Send back the entries below exactly as they appear.

Point annotation records
============================================================

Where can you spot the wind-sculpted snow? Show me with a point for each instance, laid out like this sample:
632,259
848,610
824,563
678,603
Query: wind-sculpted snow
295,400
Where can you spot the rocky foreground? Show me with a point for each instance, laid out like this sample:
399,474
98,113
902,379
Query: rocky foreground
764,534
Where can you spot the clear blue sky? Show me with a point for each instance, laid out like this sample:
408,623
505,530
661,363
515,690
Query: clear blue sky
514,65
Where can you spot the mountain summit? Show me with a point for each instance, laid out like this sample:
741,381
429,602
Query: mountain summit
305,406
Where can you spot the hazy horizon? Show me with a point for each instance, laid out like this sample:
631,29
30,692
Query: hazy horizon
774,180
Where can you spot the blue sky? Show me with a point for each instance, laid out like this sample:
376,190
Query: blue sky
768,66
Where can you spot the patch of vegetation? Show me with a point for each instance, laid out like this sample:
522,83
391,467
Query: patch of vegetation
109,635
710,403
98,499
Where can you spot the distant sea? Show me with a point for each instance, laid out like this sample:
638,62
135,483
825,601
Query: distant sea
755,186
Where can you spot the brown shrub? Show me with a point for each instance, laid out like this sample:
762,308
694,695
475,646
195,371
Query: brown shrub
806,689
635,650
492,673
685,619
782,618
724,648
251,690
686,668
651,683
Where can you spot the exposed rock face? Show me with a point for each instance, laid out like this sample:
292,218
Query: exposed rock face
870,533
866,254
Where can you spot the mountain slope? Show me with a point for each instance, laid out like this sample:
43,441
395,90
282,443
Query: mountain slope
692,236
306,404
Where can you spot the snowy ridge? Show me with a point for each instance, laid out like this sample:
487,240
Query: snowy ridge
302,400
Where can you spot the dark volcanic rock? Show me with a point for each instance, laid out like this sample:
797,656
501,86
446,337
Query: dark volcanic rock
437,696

============================================================

__FULL RESPONSE__:
Where can you spot the wind-sculpted snow? Show me with a point for each instance, laid out like this sample:
632,259
848,610
824,563
678,603
Query: wind-sculpted snow
295,400
Where can you spot the rocky foreground? Show me with a point for each instance, laid out like this sample:
399,474
98,113
902,379
Query: rocky foreground
764,534
Where can you spot the clear blue sky? Show me with a point for each instance, laid out like this sample:
408,623
505,530
661,363
515,690
Query: clear blue sky
514,65
Where can you spot the mountain summit? Show me with a point for each instance, laid out like this sample:
741,381
429,602
Query: mountain summit
305,406
Where can you spot the hazy horizon? Show me with a point for each instance, laid out like this sample:
631,29
30,692
Query: hazy horizon
774,180
Where can you spot the blue sky? Show me with a point for each instance, laid out like this sample:
376,190
Query: blue sky
768,66
Where can you spot the patch of vegetation? Show me with a point for each instance, laid out like this sample:
522,83
391,467
Query: patch of vegetation
109,635
710,403
98,499
Where can you spot the distant sea? Show me with a point for each instance, laid out like this sample:
638,62
135,483
825,601
Query: distant sea
755,186
Where can you spot the brown shrub? Show me with a point for each instance, laid out like this sample:
762,308
694,695
475,646
195,371
Query: brown shrub
806,689
635,650
492,673
685,619
782,618
724,648
251,690
686,668
651,683
Where can you spot the exposed rock face? Show me with a point for each instance, laid out like this sample:
292,218
Query: exposed rock face
870,533
866,254
Where can you spot the mountain slope? Show me with a point for each instance, laid out like this sample:
43,441
395,90
282,443
Query: mountain slope
692,236
306,404
Where can you spot the snowy ridge? Show me with a point for each instance, laid out like this sample:
487,240
Query: snowy ridge
302,400
Where can you spot the dark volcanic rock? Show me with a point for each instance, laid out like this sample:
797,656
501,86
446,337
Query: dark volcanic rock
437,696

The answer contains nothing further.